Document passage:
As Greece accepts its third bailout to the tune of $95 billion, the government and the Greek people have also been all but forced to accept additional harsh austerity measures — a tough pill to swallow given the dire straits of the country’s economy, which many believe were caused by previous austerity policies.
Greek Prime Minister Alex Tsipras and his Syriza party came to power last January by riding a wave of anti-austerity sentiment. The people of Greece have good reason to be sour on such policies — since activating an initial round of austerity measures five years ago, GDP has fallen nearly 30%, unemployment levels hover around 26% and nearly one-third of Greeks live below the poverty line. What’s more, youth unemployment has soared beyond 50% and many talented young people are leaving the country.
In the latest bailout package, Greece will have to undergo reforms to its early-pension system, get rid of tax amnesties and exemptions, and privatize shipping ports and regional airports. In one sign that the new demands might be excessive, the International Monetary Fund has said it won’t participate in the current round of bailouts unless there is debt relief built into the package, much to the dismay of the European Central Bank and the European Commission.
Though other countries, including the United Kingdom, Spain and Portugal, have undergone such fiscal tightening in the past, they have emerged with varying degrees of success. Spain’s unemployment rate, for example remains high at 22%, but it is down from about 27% during the current cycle.
So can austerity work? Or does it just make things worse? The short answer, experts say, is “it depends” — but, in Greece’s case, most agree that austerity alone won’t bring the economy back to health.
Austerity is generally considered necessary when a government overspends and subsequently needs to cut back spending in order to restore its balance sheet and economic confidence. “Governments with large public debts and deficits have limited or no choice: Continuing to run a large deficit in such circumstances risks finding it difficult or impossible to finance that deficit, requiring an even sharper fiscal contraction,” says Sir Charles Bean, economics professor at the London School of Economics and former chief economist at the Bank of England.

Information provided:

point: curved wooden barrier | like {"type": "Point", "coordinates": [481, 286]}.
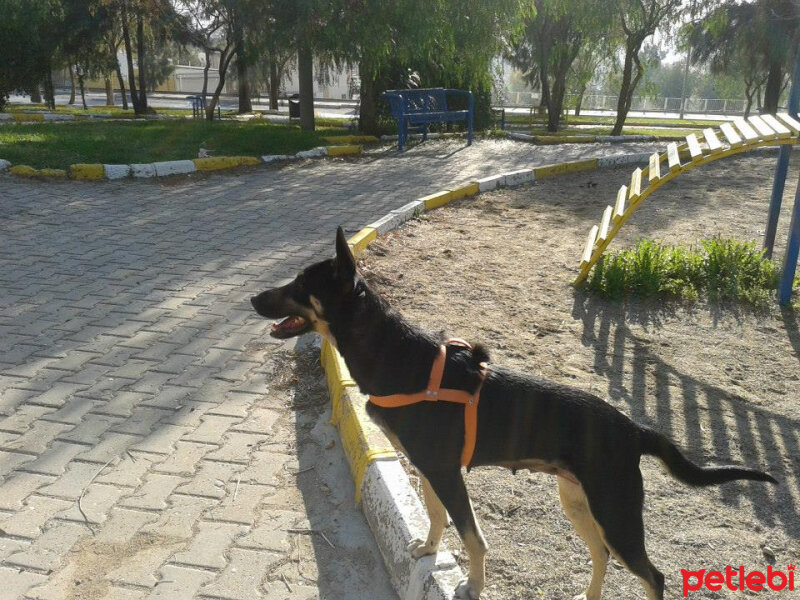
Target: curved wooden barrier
{"type": "Point", "coordinates": [736, 137]}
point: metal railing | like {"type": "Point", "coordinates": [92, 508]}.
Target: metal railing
{"type": "Point", "coordinates": [721, 106]}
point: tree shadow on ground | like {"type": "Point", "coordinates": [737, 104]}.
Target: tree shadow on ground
{"type": "Point", "coordinates": [733, 431]}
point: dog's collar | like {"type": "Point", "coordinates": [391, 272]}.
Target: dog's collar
{"type": "Point", "coordinates": [435, 393]}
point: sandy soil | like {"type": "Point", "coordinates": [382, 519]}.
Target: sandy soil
{"type": "Point", "coordinates": [722, 382]}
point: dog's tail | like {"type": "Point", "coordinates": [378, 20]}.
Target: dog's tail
{"type": "Point", "coordinates": [656, 444]}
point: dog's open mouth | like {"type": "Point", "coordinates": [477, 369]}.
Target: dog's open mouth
{"type": "Point", "coordinates": [290, 327]}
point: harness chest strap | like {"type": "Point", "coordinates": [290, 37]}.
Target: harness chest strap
{"type": "Point", "coordinates": [435, 393]}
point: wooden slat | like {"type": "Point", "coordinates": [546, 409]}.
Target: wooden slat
{"type": "Point", "coordinates": [789, 122]}
{"type": "Point", "coordinates": [764, 130]}
{"type": "Point", "coordinates": [748, 133]}
{"type": "Point", "coordinates": [604, 223]}
{"type": "Point", "coordinates": [619, 207]}
{"type": "Point", "coordinates": [780, 128]}
{"type": "Point", "coordinates": [673, 158]}
{"type": "Point", "coordinates": [694, 146]}
{"type": "Point", "coordinates": [712, 141]}
{"type": "Point", "coordinates": [590, 240]}
{"type": "Point", "coordinates": [636, 184]}
{"type": "Point", "coordinates": [730, 134]}
{"type": "Point", "coordinates": [654, 170]}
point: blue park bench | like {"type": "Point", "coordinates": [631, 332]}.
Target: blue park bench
{"type": "Point", "coordinates": [418, 108]}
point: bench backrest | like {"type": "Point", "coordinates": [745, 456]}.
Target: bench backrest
{"type": "Point", "coordinates": [405, 102]}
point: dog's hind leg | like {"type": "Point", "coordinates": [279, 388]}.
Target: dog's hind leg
{"type": "Point", "coordinates": [438, 518]}
{"type": "Point", "coordinates": [576, 507]}
{"type": "Point", "coordinates": [449, 486]}
{"type": "Point", "coordinates": [618, 512]}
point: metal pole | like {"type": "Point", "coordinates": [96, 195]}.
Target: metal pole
{"type": "Point", "coordinates": [779, 182]}
{"type": "Point", "coordinates": [793, 245]}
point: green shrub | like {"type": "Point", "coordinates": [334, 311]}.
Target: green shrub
{"type": "Point", "coordinates": [721, 269]}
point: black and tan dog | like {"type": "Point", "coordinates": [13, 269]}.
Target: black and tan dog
{"type": "Point", "coordinates": [522, 423]}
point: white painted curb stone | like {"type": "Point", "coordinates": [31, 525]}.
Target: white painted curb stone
{"type": "Point", "coordinates": [313, 153]}
{"type": "Point", "coordinates": [396, 516]}
{"type": "Point", "coordinates": [491, 183]}
{"type": "Point", "coordinates": [515, 178]}
{"type": "Point", "coordinates": [117, 171]}
{"type": "Point", "coordinates": [174, 167]}
{"type": "Point", "coordinates": [145, 171]}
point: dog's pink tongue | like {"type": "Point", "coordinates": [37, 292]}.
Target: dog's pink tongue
{"type": "Point", "coordinates": [289, 324]}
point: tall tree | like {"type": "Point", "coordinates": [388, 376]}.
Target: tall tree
{"type": "Point", "coordinates": [638, 20]}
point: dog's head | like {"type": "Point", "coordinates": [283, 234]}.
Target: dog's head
{"type": "Point", "coordinates": [312, 301]}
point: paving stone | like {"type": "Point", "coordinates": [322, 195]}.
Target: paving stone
{"type": "Point", "coordinates": [243, 579]}
{"type": "Point", "coordinates": [271, 533]}
{"type": "Point", "coordinates": [47, 552]}
{"type": "Point", "coordinates": [211, 480]}
{"type": "Point", "coordinates": [184, 460]}
{"type": "Point", "coordinates": [122, 525]}
{"type": "Point", "coordinates": [28, 521]}
{"type": "Point", "coordinates": [152, 494]}
{"type": "Point", "coordinates": [18, 487]}
{"type": "Point", "coordinates": [212, 429]}
{"type": "Point", "coordinates": [96, 504]}
{"type": "Point", "coordinates": [54, 460]}
{"type": "Point", "coordinates": [141, 568]}
{"type": "Point", "coordinates": [16, 583]}
{"type": "Point", "coordinates": [179, 583]}
{"type": "Point", "coordinates": [181, 517]}
{"type": "Point", "coordinates": [209, 545]}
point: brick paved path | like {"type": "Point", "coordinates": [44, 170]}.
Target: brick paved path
{"type": "Point", "coordinates": [148, 446]}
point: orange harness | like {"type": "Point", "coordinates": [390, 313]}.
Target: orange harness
{"type": "Point", "coordinates": [435, 393]}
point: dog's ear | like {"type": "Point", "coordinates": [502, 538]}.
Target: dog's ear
{"type": "Point", "coordinates": [345, 262]}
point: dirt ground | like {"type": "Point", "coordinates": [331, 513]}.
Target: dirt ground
{"type": "Point", "coordinates": [722, 382]}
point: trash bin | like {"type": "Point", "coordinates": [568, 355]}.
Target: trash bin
{"type": "Point", "coordinates": [294, 106]}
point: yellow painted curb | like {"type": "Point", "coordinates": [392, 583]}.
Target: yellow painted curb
{"type": "Point", "coordinates": [362, 440]}
{"type": "Point", "coordinates": [471, 189]}
{"type": "Point", "coordinates": [343, 150]}
{"type": "Point", "coordinates": [87, 171]}
{"type": "Point", "coordinates": [362, 239]}
{"type": "Point", "coordinates": [27, 171]}
{"type": "Point", "coordinates": [216, 163]}
{"type": "Point", "coordinates": [564, 168]}
{"type": "Point", "coordinates": [338, 140]}
{"type": "Point", "coordinates": [436, 200]}
{"type": "Point", "coordinates": [565, 139]}
{"type": "Point", "coordinates": [26, 117]}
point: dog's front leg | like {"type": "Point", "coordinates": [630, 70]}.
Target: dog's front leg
{"type": "Point", "coordinates": [438, 518]}
{"type": "Point", "coordinates": [448, 486]}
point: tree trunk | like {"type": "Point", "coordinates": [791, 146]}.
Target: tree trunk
{"type": "Point", "coordinates": [772, 92]}
{"type": "Point", "coordinates": [245, 106]}
{"type": "Point", "coordinates": [305, 74]}
{"type": "Point", "coordinates": [126, 37]}
{"type": "Point", "coordinates": [140, 54]}
{"type": "Point", "coordinates": [109, 92]}
{"type": "Point", "coordinates": [629, 83]}
{"type": "Point", "coordinates": [368, 108]}
{"type": "Point", "coordinates": [122, 86]}
{"type": "Point", "coordinates": [71, 85]}
{"type": "Point", "coordinates": [274, 84]}
{"type": "Point", "coordinates": [224, 61]}
{"type": "Point", "coordinates": [205, 72]}
{"type": "Point", "coordinates": [83, 89]}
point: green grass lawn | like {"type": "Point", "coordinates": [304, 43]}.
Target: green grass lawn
{"type": "Point", "coordinates": [58, 145]}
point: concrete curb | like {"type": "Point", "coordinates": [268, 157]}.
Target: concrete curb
{"type": "Point", "coordinates": [102, 172]}
{"type": "Point", "coordinates": [389, 502]}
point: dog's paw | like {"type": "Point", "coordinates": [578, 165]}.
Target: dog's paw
{"type": "Point", "coordinates": [419, 548]}
{"type": "Point", "coordinates": [466, 591]}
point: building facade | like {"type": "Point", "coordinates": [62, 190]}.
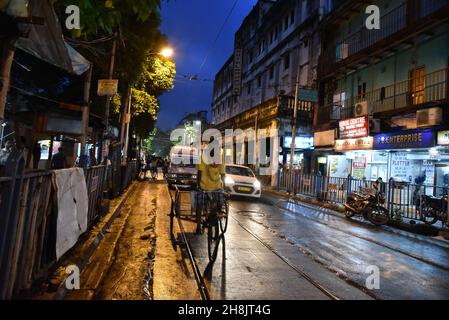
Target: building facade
{"type": "Point", "coordinates": [384, 93]}
{"type": "Point", "coordinates": [276, 47]}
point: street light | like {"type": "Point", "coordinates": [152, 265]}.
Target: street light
{"type": "Point", "coordinates": [167, 52]}
{"type": "Point", "coordinates": [2, 133]}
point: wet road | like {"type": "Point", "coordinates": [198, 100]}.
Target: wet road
{"type": "Point", "coordinates": [279, 249]}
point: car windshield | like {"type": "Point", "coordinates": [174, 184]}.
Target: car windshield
{"type": "Point", "coordinates": [239, 171]}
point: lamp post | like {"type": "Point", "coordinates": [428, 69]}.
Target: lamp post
{"type": "Point", "coordinates": [2, 133]}
{"type": "Point", "coordinates": [125, 116]}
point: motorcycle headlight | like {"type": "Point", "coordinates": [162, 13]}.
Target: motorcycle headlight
{"type": "Point", "coordinates": [229, 180]}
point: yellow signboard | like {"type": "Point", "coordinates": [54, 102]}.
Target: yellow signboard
{"type": "Point", "coordinates": [354, 144]}
{"type": "Point", "coordinates": [107, 87]}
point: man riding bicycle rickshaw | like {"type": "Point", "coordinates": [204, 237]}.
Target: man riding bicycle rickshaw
{"type": "Point", "coordinates": [211, 176]}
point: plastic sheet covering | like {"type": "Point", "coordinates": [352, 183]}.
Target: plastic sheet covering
{"type": "Point", "coordinates": [73, 205]}
{"type": "Point", "coordinates": [46, 41]}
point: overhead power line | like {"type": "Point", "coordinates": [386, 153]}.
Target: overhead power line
{"type": "Point", "coordinates": [219, 34]}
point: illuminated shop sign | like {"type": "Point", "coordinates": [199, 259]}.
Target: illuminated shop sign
{"type": "Point", "coordinates": [443, 138]}
{"type": "Point", "coordinates": [354, 128]}
{"type": "Point", "coordinates": [405, 140]}
{"type": "Point", "coordinates": [365, 143]}
{"type": "Point", "coordinates": [324, 138]}
{"type": "Point", "coordinates": [300, 142]}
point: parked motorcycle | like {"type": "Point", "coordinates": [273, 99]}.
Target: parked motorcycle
{"type": "Point", "coordinates": [369, 205]}
{"type": "Point", "coordinates": [434, 209]}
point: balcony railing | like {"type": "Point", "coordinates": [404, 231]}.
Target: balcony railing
{"type": "Point", "coordinates": [431, 6]}
{"type": "Point", "coordinates": [390, 23]}
{"type": "Point", "coordinates": [397, 96]}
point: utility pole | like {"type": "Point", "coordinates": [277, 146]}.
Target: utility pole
{"type": "Point", "coordinates": [124, 120]}
{"type": "Point", "coordinates": [108, 99]}
{"type": "Point", "coordinates": [111, 74]}
{"type": "Point", "coordinates": [6, 76]}
{"type": "Point", "coordinates": [85, 117]}
{"type": "Point", "coordinates": [294, 120]}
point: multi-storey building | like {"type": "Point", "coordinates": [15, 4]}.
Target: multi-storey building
{"type": "Point", "coordinates": [277, 45]}
{"type": "Point", "coordinates": [384, 92]}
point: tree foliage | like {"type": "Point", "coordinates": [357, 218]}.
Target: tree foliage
{"type": "Point", "coordinates": [106, 17]}
{"type": "Point", "coordinates": [136, 22]}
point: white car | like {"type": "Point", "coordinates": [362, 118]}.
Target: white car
{"type": "Point", "coordinates": [241, 181]}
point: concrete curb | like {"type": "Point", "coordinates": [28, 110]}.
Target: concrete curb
{"type": "Point", "coordinates": [62, 291]}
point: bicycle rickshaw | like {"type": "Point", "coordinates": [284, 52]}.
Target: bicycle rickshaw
{"type": "Point", "coordinates": [214, 214]}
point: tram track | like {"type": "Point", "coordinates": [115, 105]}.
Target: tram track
{"type": "Point", "coordinates": [201, 284]}
{"type": "Point", "coordinates": [379, 243]}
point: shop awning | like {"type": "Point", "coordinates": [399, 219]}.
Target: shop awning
{"type": "Point", "coordinates": [46, 41]}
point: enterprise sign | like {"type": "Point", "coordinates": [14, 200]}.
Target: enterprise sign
{"type": "Point", "coordinates": [405, 140]}
{"type": "Point", "coordinates": [365, 143]}
{"type": "Point", "coordinates": [354, 128]}
{"type": "Point", "coordinates": [300, 142]}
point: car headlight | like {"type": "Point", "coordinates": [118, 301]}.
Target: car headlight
{"type": "Point", "coordinates": [229, 180]}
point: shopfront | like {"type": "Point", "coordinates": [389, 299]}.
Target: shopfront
{"type": "Point", "coordinates": [442, 154]}
{"type": "Point", "coordinates": [413, 157]}
{"type": "Point", "coordinates": [356, 158]}
{"type": "Point", "coordinates": [303, 147]}
{"type": "Point", "coordinates": [324, 146]}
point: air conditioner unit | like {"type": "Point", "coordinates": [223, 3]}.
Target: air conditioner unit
{"type": "Point", "coordinates": [374, 126]}
{"type": "Point", "coordinates": [429, 117]}
{"type": "Point", "coordinates": [361, 109]}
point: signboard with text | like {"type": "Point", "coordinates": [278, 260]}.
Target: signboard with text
{"type": "Point", "coordinates": [365, 143]}
{"type": "Point", "coordinates": [324, 138]}
{"type": "Point", "coordinates": [107, 87]}
{"type": "Point", "coordinates": [443, 138]}
{"type": "Point", "coordinates": [405, 140]}
{"type": "Point", "coordinates": [238, 60]}
{"type": "Point", "coordinates": [300, 142]}
{"type": "Point", "coordinates": [354, 128]}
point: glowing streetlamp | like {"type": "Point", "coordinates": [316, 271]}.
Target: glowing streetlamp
{"type": "Point", "coordinates": [166, 52]}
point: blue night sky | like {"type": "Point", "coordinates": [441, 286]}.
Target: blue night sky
{"type": "Point", "coordinates": [191, 27]}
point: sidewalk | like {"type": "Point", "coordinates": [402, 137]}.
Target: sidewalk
{"type": "Point", "coordinates": [129, 255]}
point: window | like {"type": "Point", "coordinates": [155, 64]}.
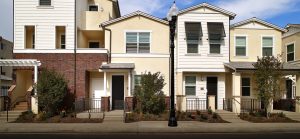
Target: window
{"type": "Point", "coordinates": [94, 45]}
{"type": "Point", "coordinates": [190, 85]}
{"type": "Point", "coordinates": [60, 37]}
{"type": "Point", "coordinates": [30, 37]}
{"type": "Point", "coordinates": [137, 42]}
{"type": "Point", "coordinates": [45, 2]}
{"type": "Point", "coordinates": [63, 41]}
{"type": "Point", "coordinates": [290, 52]}
{"type": "Point", "coordinates": [193, 32]}
{"type": "Point", "coordinates": [246, 86]}
{"type": "Point", "coordinates": [93, 8]}
{"type": "Point", "coordinates": [267, 46]}
{"type": "Point", "coordinates": [240, 46]}
{"type": "Point", "coordinates": [216, 33]}
{"type": "Point", "coordinates": [137, 80]}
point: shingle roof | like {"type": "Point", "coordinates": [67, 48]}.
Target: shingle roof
{"type": "Point", "coordinates": [118, 66]}
{"type": "Point", "coordinates": [137, 13]}
{"type": "Point", "coordinates": [249, 66]}
{"type": "Point", "coordinates": [231, 14]}
{"type": "Point", "coordinates": [254, 19]}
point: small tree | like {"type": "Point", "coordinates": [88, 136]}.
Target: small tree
{"type": "Point", "coordinates": [149, 95]}
{"type": "Point", "coordinates": [267, 77]}
{"type": "Point", "coordinates": [52, 89]}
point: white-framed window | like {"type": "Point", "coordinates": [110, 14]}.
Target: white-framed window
{"type": "Point", "coordinates": [190, 85]}
{"type": "Point", "coordinates": [93, 7]}
{"type": "Point", "coordinates": [246, 86]}
{"type": "Point", "coordinates": [240, 46]}
{"type": "Point", "coordinates": [290, 52]}
{"type": "Point", "coordinates": [193, 32]}
{"type": "Point", "coordinates": [137, 42]}
{"type": "Point", "coordinates": [45, 2]}
{"type": "Point", "coordinates": [94, 44]}
{"type": "Point", "coordinates": [267, 46]}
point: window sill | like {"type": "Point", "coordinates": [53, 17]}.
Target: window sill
{"type": "Point", "coordinates": [45, 7]}
{"type": "Point", "coordinates": [215, 55]}
{"type": "Point", "coordinates": [191, 54]}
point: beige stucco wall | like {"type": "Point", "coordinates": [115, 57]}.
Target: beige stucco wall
{"type": "Point", "coordinates": [159, 34]}
{"type": "Point", "coordinates": [292, 39]}
{"type": "Point", "coordinates": [254, 42]}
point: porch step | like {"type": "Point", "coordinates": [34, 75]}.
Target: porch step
{"type": "Point", "coordinates": [230, 116]}
{"type": "Point", "coordinates": [114, 116]}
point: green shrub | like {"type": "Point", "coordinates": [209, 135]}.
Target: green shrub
{"type": "Point", "coordinates": [51, 89]}
{"type": "Point", "coordinates": [149, 95]}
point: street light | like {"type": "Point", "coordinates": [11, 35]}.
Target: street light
{"type": "Point", "coordinates": [172, 18]}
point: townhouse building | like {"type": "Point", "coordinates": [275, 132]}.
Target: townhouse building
{"type": "Point", "coordinates": [6, 52]}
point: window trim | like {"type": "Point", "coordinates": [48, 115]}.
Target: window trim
{"type": "Point", "coordinates": [94, 41]}
{"type": "Point", "coordinates": [246, 86]}
{"type": "Point", "coordinates": [273, 47]}
{"type": "Point", "coordinates": [138, 31]}
{"type": "Point", "coordinates": [235, 46]}
{"type": "Point", "coordinates": [287, 44]}
{"type": "Point", "coordinates": [190, 85]}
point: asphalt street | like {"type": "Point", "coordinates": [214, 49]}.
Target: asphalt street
{"type": "Point", "coordinates": [151, 136]}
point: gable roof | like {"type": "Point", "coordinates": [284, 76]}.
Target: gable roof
{"type": "Point", "coordinates": [137, 13]}
{"type": "Point", "coordinates": [231, 14]}
{"type": "Point", "coordinates": [254, 19]}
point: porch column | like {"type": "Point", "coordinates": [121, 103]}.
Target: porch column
{"type": "Point", "coordinates": [34, 99]}
{"type": "Point", "coordinates": [129, 83]}
{"type": "Point", "coordinates": [236, 92]}
{"type": "Point", "coordinates": [298, 93]}
{"type": "Point", "coordinates": [105, 84]}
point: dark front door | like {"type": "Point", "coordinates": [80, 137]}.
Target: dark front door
{"type": "Point", "coordinates": [289, 89]}
{"type": "Point", "coordinates": [212, 88]}
{"type": "Point", "coordinates": [117, 92]}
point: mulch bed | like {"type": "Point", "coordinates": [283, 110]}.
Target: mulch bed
{"type": "Point", "coordinates": [180, 116]}
{"type": "Point", "coordinates": [31, 118]}
{"type": "Point", "coordinates": [274, 118]}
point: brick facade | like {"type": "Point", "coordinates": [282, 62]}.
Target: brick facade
{"type": "Point", "coordinates": [64, 64]}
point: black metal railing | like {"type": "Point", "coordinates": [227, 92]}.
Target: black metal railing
{"type": "Point", "coordinates": [250, 104]}
{"type": "Point", "coordinates": [194, 104]}
{"type": "Point", "coordinates": [90, 105]}
{"type": "Point", "coordinates": [227, 104]}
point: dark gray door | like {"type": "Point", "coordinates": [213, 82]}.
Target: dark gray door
{"type": "Point", "coordinates": [212, 88]}
{"type": "Point", "coordinates": [118, 92]}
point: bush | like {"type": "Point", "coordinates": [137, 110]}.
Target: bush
{"type": "Point", "coordinates": [149, 95]}
{"type": "Point", "coordinates": [51, 89]}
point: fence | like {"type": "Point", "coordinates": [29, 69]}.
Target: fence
{"type": "Point", "coordinates": [194, 104]}
{"type": "Point", "coordinates": [91, 105]}
{"type": "Point", "coordinates": [250, 104]}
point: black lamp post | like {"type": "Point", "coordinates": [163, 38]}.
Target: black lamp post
{"type": "Point", "coordinates": [172, 18]}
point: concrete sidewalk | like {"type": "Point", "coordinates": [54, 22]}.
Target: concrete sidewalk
{"type": "Point", "coordinates": [150, 127]}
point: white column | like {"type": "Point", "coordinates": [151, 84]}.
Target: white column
{"type": "Point", "coordinates": [236, 92]}
{"type": "Point", "coordinates": [34, 99]}
{"type": "Point", "coordinates": [105, 84]}
{"type": "Point", "coordinates": [129, 83]}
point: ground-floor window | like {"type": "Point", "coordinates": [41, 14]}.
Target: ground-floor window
{"type": "Point", "coordinates": [246, 86]}
{"type": "Point", "coordinates": [190, 85]}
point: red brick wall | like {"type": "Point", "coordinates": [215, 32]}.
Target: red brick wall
{"type": "Point", "coordinates": [64, 64]}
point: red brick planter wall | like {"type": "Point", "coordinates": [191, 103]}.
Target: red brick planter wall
{"type": "Point", "coordinates": [64, 64]}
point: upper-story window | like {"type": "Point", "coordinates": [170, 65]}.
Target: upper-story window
{"type": "Point", "coordinates": [45, 2]}
{"type": "Point", "coordinates": [137, 42]}
{"type": "Point", "coordinates": [193, 32]}
{"type": "Point", "coordinates": [29, 37]}
{"type": "Point", "coordinates": [93, 8]}
{"type": "Point", "coordinates": [240, 46]}
{"type": "Point", "coordinates": [290, 52]}
{"type": "Point", "coordinates": [267, 46]}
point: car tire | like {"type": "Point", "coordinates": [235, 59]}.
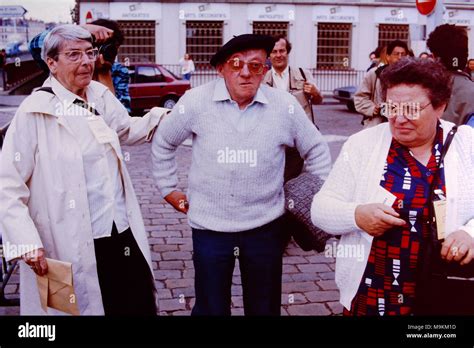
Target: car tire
{"type": "Point", "coordinates": [351, 106]}
{"type": "Point", "coordinates": [169, 102]}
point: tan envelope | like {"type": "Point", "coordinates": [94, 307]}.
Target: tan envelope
{"type": "Point", "coordinates": [56, 287]}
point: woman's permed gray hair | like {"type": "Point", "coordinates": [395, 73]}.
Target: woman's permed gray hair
{"type": "Point", "coordinates": [426, 73]}
{"type": "Point", "coordinates": [59, 35]}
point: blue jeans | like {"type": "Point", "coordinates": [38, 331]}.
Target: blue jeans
{"type": "Point", "coordinates": [260, 253]}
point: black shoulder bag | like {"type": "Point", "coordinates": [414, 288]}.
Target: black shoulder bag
{"type": "Point", "coordinates": [442, 288]}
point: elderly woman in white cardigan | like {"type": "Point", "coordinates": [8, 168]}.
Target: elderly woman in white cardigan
{"type": "Point", "coordinates": [377, 195]}
{"type": "Point", "coordinates": [65, 191]}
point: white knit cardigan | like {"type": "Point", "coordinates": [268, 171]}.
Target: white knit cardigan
{"type": "Point", "coordinates": [354, 180]}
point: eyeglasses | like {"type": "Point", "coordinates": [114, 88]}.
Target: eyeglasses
{"type": "Point", "coordinates": [411, 111]}
{"type": "Point", "coordinates": [237, 65]}
{"type": "Point", "coordinates": [76, 55]}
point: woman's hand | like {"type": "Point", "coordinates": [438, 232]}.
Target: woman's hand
{"type": "Point", "coordinates": [178, 200]}
{"type": "Point", "coordinates": [376, 218]}
{"type": "Point", "coordinates": [36, 259]}
{"type": "Point", "coordinates": [459, 247]}
{"type": "Point", "coordinates": [100, 33]}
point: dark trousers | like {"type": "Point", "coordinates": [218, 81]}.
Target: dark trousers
{"type": "Point", "coordinates": [260, 253]}
{"type": "Point", "coordinates": [125, 279]}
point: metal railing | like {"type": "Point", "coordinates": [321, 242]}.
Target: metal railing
{"type": "Point", "coordinates": [326, 80]}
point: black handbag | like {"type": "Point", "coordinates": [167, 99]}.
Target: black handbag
{"type": "Point", "coordinates": [442, 288]}
{"type": "Point", "coordinates": [299, 193]}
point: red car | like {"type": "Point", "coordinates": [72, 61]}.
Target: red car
{"type": "Point", "coordinates": [152, 85]}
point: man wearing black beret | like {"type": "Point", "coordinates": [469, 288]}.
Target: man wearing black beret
{"type": "Point", "coordinates": [235, 199]}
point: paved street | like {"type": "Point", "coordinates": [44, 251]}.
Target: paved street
{"type": "Point", "coordinates": [308, 277]}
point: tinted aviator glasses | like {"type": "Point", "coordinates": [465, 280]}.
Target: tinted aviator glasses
{"type": "Point", "coordinates": [76, 55]}
{"type": "Point", "coordinates": [410, 111]}
{"type": "Point", "coordinates": [237, 65]}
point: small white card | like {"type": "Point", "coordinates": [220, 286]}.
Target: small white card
{"type": "Point", "coordinates": [384, 197]}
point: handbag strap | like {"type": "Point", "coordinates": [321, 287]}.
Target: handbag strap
{"type": "Point", "coordinates": [446, 145]}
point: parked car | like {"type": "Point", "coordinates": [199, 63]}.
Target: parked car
{"type": "Point", "coordinates": [346, 96]}
{"type": "Point", "coordinates": [13, 49]}
{"type": "Point", "coordinates": [153, 85]}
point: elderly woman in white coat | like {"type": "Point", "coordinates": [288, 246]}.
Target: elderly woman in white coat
{"type": "Point", "coordinates": [65, 190]}
{"type": "Point", "coordinates": [377, 194]}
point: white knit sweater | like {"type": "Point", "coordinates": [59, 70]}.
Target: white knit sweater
{"type": "Point", "coordinates": [354, 180]}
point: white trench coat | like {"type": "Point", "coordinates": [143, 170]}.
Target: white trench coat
{"type": "Point", "coordinates": [43, 192]}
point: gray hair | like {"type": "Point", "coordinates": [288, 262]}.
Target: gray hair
{"type": "Point", "coordinates": [62, 33]}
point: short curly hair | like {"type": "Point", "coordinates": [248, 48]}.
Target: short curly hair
{"type": "Point", "coordinates": [450, 43]}
{"type": "Point", "coordinates": [425, 73]}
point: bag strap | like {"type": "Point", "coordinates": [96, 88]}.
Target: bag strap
{"type": "Point", "coordinates": [310, 101]}
{"type": "Point", "coordinates": [76, 101]}
{"type": "Point", "coordinates": [446, 145]}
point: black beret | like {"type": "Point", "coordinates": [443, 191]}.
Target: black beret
{"type": "Point", "coordinates": [242, 43]}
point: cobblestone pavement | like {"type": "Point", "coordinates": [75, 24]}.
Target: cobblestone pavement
{"type": "Point", "coordinates": [308, 277]}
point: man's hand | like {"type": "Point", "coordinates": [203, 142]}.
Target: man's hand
{"type": "Point", "coordinates": [178, 200]}
{"type": "Point", "coordinates": [100, 33]}
{"type": "Point", "coordinates": [376, 218]}
{"type": "Point", "coordinates": [311, 90]}
{"type": "Point", "coordinates": [459, 247]}
{"type": "Point", "coordinates": [36, 259]}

Explore the material:
**A.** In the article on Greek austerity, what does the International Monetary Fund say it won't do unless debt relief is built into the package?
**B.** Please extend the article on Greek austerity, picking up after its final paragraph.

Answers to the exercises:
**A.** It won't participate in the current round of bailouts.

**B.**
“The endless austerity measures have made it worse for the country. It’s been the wrong remedy for the wrong patient at the wrong time.” –Bulent Gultekin
While austerity restores financial health, it’s rare that such policies will make the economy grow faster quickly, notes Wharton finance professor Joao F. Gomes. Austerity, he adds, is used to “put the brakes on big spending.” The problem in Greece, however, was the sequencing: “They have put a lot of brakes on, and then saw a big recessionary effect,” notes Olivier Chatain, strategy and business policy professor at HEC business school in Paris and a senior fellow at Wharton’s Mack Institute for Innovation Management.
But many economists point out that while austerity might be the right prescription when an economy has been growing too fast and overheating with inflation, it does not make sense to cut spending when an economy is already in a tailspin.
Fiscal austerity has been “very counterproductive for the Greek economy, and it should be put on hold until the economy is clearly in a self-sustaining economic expansion,” says Mark Zandi, chief economist at Moody’s Analytics. “That is, the troika [the European Central Bank, the European Commission and the IMF] should not push Greece to reduce its cyclically adjusted budget deficit until the country’s unemployment rate is falling quickly and consistently.”
Adds Wharton finance professor Bulent Gultekin: “The endless austerity measures have made it worse for the country. It’s been the wrong remedy for the wrong patient at the wrong time.”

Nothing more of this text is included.